• _Task details_:
Reproduce every row below verbatim, omitting the pictures from your output.

• _Recorded information_:
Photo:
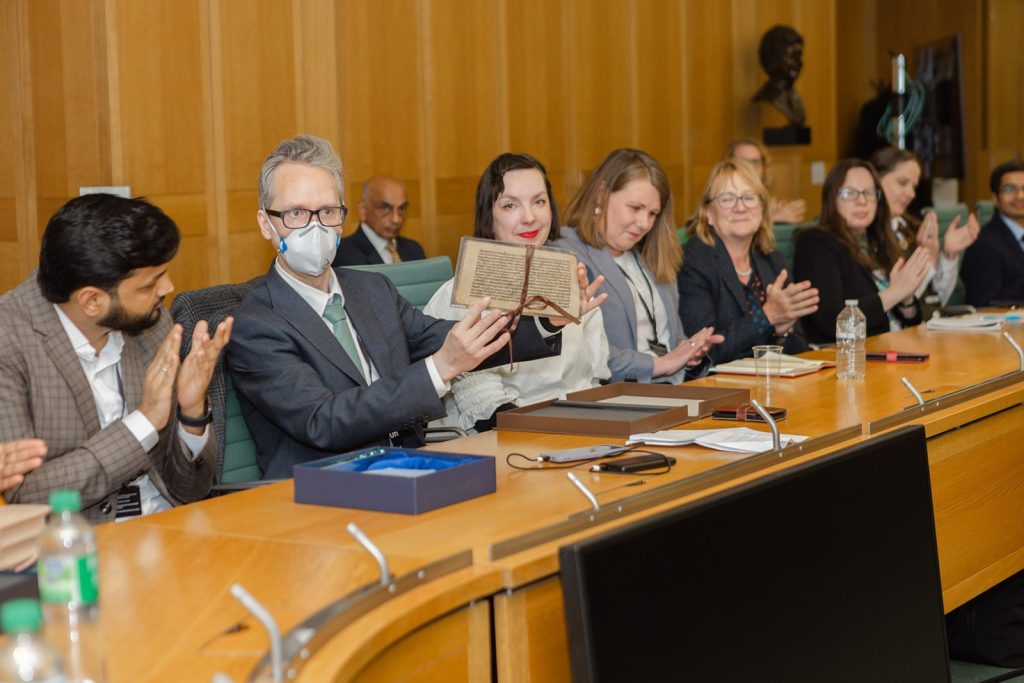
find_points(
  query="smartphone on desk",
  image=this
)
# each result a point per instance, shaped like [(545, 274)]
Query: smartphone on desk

• _Result for this task_:
Photo:
find_points(
  query="smartphone on desk",
  image=this
)
# each result a point per instance, shaped like [(545, 274)]
Query: smartphone on desk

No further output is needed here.